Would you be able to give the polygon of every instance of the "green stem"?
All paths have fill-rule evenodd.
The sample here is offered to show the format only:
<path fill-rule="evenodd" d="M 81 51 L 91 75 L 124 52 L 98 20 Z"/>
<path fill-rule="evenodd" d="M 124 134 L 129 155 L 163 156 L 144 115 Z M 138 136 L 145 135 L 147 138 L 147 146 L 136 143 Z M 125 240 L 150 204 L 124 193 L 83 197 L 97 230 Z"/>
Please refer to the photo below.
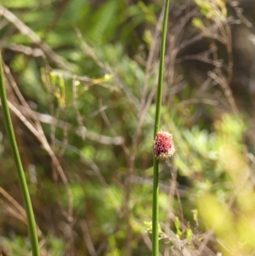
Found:
<path fill-rule="evenodd" d="M 22 163 L 20 161 L 20 156 L 15 139 L 15 135 L 14 132 L 13 123 L 9 113 L 9 109 L 8 106 L 8 100 L 6 95 L 6 90 L 4 86 L 4 79 L 3 79 L 3 71 L 2 65 L 2 55 L 0 54 L 0 98 L 2 102 L 2 110 L 4 125 L 6 128 L 6 132 L 8 138 L 9 139 L 11 150 L 13 152 L 14 160 L 16 165 L 16 168 L 18 171 L 20 185 L 22 192 L 22 196 L 24 200 L 25 208 L 26 212 L 27 217 L 27 224 L 29 228 L 31 244 L 32 248 L 32 255 L 33 256 L 40 256 L 39 251 L 39 244 L 37 232 L 36 221 L 34 217 L 34 213 L 29 196 L 29 191 L 26 181 L 25 173 L 23 170 Z"/>
<path fill-rule="evenodd" d="M 169 13 L 169 0 L 166 0 L 165 13 L 163 20 L 162 38 L 161 46 L 161 57 L 159 65 L 159 77 L 158 77 L 158 87 L 156 96 L 156 106 L 155 116 L 155 128 L 154 128 L 154 138 L 159 131 L 161 108 L 162 101 L 162 88 L 163 88 L 163 77 L 164 77 L 164 60 L 166 51 L 166 38 L 167 30 L 167 20 Z M 153 173 L 153 207 L 152 207 L 152 255 L 159 255 L 159 210 L 158 210 L 158 160 L 154 156 L 153 159 L 154 173 Z"/>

* * *

Description of the task: Reproduce the listing above word for word, starting at its first line and ending at the line that contains "Please refer to the photo below.", with both of those lines included.

Exercise response:
Would you be able to give the polygon of every instance of the "green stem"?
All paths have fill-rule evenodd.
The sample here is offered to show the format only:
<path fill-rule="evenodd" d="M 81 51 L 91 75 L 124 52 L 98 20 Z"/>
<path fill-rule="evenodd" d="M 124 134 L 129 155 L 163 156 L 144 115 Z M 138 136 L 145 135 L 147 138 L 147 146 L 136 143 Z M 125 240 L 150 204 L 124 193 L 83 197 L 97 230 Z"/>
Please refer to the photo below.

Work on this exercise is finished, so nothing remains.